TASK GOAL: Every record is to be copied unchanged, except that its pictures are removed.

::::

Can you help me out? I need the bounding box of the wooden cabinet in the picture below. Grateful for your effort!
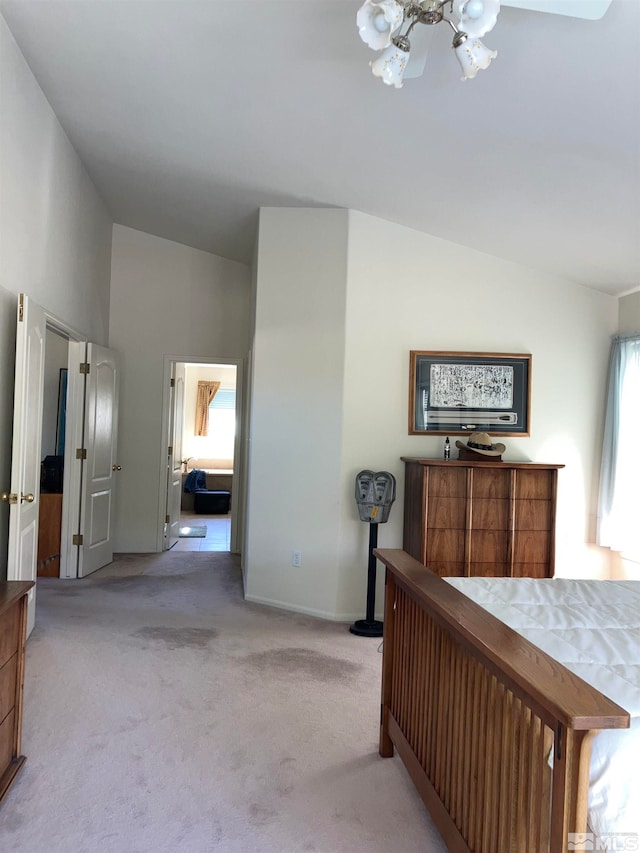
[0,581,33,803]
[37,493,63,577]
[402,458,564,578]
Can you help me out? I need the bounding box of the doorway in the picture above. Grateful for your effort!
[37,320,120,580]
[36,328,69,578]
[158,356,244,556]
[6,294,120,635]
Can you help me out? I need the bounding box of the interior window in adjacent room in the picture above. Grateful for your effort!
[208,386,236,459]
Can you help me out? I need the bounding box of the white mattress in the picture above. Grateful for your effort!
[444,577,640,839]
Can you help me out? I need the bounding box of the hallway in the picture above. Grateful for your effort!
[173,510,231,552]
[0,550,446,853]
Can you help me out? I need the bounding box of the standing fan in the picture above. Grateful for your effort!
[356,0,613,84]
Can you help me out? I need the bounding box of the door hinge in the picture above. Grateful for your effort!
[165,514,171,524]
[72,534,84,546]
[170,378,175,388]
[18,294,24,322]
[79,362,90,374]
[168,445,173,456]
[76,448,87,460]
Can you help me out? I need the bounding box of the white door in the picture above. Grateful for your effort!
[165,362,185,550]
[59,341,87,578]
[78,344,120,578]
[6,295,46,636]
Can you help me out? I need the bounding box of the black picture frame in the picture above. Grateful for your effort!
[409,351,531,436]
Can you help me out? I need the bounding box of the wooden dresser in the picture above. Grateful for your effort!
[0,581,33,803]
[402,458,564,578]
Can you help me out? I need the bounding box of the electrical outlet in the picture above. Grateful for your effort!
[292,550,302,567]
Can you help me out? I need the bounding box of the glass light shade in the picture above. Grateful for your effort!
[464,0,485,18]
[370,38,410,87]
[452,0,500,37]
[357,0,404,50]
[453,35,497,79]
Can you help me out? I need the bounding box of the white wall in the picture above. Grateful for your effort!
[0,19,112,343]
[108,225,251,552]
[245,208,349,619]
[338,212,618,615]
[619,290,640,333]
[246,208,619,622]
[0,17,112,579]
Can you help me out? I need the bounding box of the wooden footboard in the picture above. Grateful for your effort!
[374,549,630,853]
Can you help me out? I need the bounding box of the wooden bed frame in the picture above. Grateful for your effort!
[374,549,630,853]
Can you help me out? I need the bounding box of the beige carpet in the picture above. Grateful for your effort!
[0,551,447,853]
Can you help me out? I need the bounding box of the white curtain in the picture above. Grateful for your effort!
[597,333,640,557]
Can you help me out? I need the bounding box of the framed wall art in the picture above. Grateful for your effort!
[409,351,532,436]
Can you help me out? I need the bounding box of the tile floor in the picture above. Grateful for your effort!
[171,511,231,552]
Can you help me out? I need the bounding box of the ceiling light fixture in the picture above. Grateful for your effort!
[357,0,499,87]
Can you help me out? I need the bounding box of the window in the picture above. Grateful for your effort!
[597,334,640,560]
[208,387,236,459]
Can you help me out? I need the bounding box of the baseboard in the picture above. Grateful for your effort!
[243,593,382,624]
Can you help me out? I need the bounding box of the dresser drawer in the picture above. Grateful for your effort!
[471,468,510,499]
[427,560,465,577]
[514,499,552,531]
[427,467,467,497]
[426,497,466,529]
[514,469,554,500]
[469,529,509,563]
[0,707,16,775]
[0,654,18,723]
[469,497,510,529]
[0,604,19,670]
[426,529,465,563]
[513,530,551,564]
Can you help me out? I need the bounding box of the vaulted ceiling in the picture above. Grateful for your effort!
[2,0,638,294]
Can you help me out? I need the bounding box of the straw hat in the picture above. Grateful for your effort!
[455,432,505,457]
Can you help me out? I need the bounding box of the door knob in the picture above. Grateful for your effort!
[21,493,35,503]
[1,492,18,504]
[112,465,122,471]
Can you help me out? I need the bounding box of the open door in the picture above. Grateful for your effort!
[4,295,46,636]
[77,344,120,578]
[59,341,87,578]
[164,362,185,550]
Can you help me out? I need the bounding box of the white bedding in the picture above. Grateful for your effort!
[444,577,640,839]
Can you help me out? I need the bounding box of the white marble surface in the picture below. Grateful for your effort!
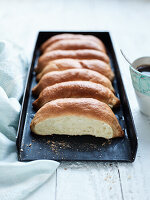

::::

OUTPUT BELOW:
Can you help me out? I need the bounding box of the wooden cabinet in the picture below. Grateful for your effort!
[0,581,33,803]
[37,493,63,577]
[402,458,564,578]
Can you help me out? I need the bounding box of the doorway in the picture above. Grateful for your effort!
[37,320,120,580]
[36,328,69,578]
[158,356,244,556]
[6,294,120,635]
Can you help me out? I need the bounding box of the interior window in adjacent room in the picture above. Grateful for your effort!
[208,386,236,459]
Can you help me out? I need the bounding box of the white mattress in the picture above. Grateful for your effort!
[444,577,640,839]
Can you help me out? I need the bounding box of the hallway in the picture above. Grateful for your effort!
[173,510,231,552]
[0,550,446,853]
Can you help me out? I need the bounding box of the standing fan in the picture above. Grateful for your effort!
[356,0,613,84]
Can you help me out? I need the bounding box of the door hinge in the picture above. Grateful for your effort!
[165,514,171,524]
[72,534,84,546]
[170,378,175,388]
[18,294,24,322]
[79,362,90,374]
[168,445,173,456]
[76,448,87,460]
Can you help me out? I need the bounding box of the white door in the picture above. Grateful for your effort!
[165,362,185,550]
[59,341,87,578]
[78,344,120,578]
[6,295,46,636]
Can you help me out? I need the bounding box of the black picture frame in the picture above. Grateful for your effort!
[409,351,531,436]
Can you help me out? I need the bounding box of the wooden dresser in the picture above. Grateful for your effort!
[0,581,33,803]
[402,458,564,578]
Can you help me out? I need the bounding box of the electrical outlet in the picture above. Grateful for your effort!
[292,550,302,567]
Can you help me out? I need the bounding box of the glass light shade in the picture above. Grateful for your effort!
[464,0,485,18]
[370,38,410,87]
[452,0,500,37]
[357,0,404,50]
[453,35,497,79]
Can you help me out? I need the bounding box of the white wall in the picture above. Grateful for your effort!
[0,19,112,343]
[108,225,251,552]
[245,208,349,619]
[338,212,618,615]
[619,290,640,333]
[246,208,619,622]
[0,17,112,579]
Can you help me out? I need the bounding box of the wooden footboard in the picture above. Grateful for your effort!
[374,549,630,853]
Can you help me out? I need the bounding box of the wooden bed frame in the picture above. Grateful for your effort!
[374,549,630,853]
Can you help me out? I need the bounding box of the beige carpet in the picture above. Grateful for your effort!
[0,551,447,853]
Can you help me out? I need the bounding box of the white curtain in the picture above. Grateful for your effort!
[597,333,640,557]
Can you help me out? I need the bounding box of the framed wall art in the picture above. Grateful for your effort!
[409,351,532,436]
Can you help me out? I need the bounding box of the tile floor in the picture above. Grateful for your effort!
[171,511,231,552]
Can you help me out? I need the bounding box of the ceiling light fixture in the picture above. Grateful for your effort!
[357,0,499,87]
Can you help me out? I need the bounding box of the window in the picture above. Grateful for your effort!
[597,334,640,560]
[208,387,236,459]
Can you help me out? I need the bounding box of the baseboard in the picture above. Grateful for your effort!
[243,593,382,624]
Can you help me out? I need the bounding box of the dresser drawer in the picture above. Grateful for your effort!
[471,468,510,499]
[427,560,465,577]
[514,499,552,531]
[427,467,467,497]
[426,497,466,529]
[514,469,554,500]
[469,529,509,563]
[0,707,16,775]
[0,654,18,723]
[469,497,510,529]
[0,604,19,670]
[426,529,465,563]
[513,530,551,564]
Can you help me out? I need the bounding box of the vaulted ceiling in the picture above. Grateful for your effort!
[2,0,638,294]
Can you help me out? I need the bounding box of the straw hat in the picture above. Grateful for your effort!
[455,432,505,457]
Can you help me out? I need the bounding box of the door knob in the picture above. Grateful for your effort!
[21,493,35,503]
[1,492,18,504]
[112,465,122,471]
Can you help me out? I need the bounding box of the open door in the picture above. Grateful for your effort!
[4,295,46,636]
[77,344,120,578]
[59,341,87,578]
[164,362,185,550]
Can you help me out? I need the bounding box of the white bedding in the picture above. Grateful for your effort!
[444,577,640,839]
Can you help me out? I need the bounding box of the white marble surface in the picture below. Grateful for your effort!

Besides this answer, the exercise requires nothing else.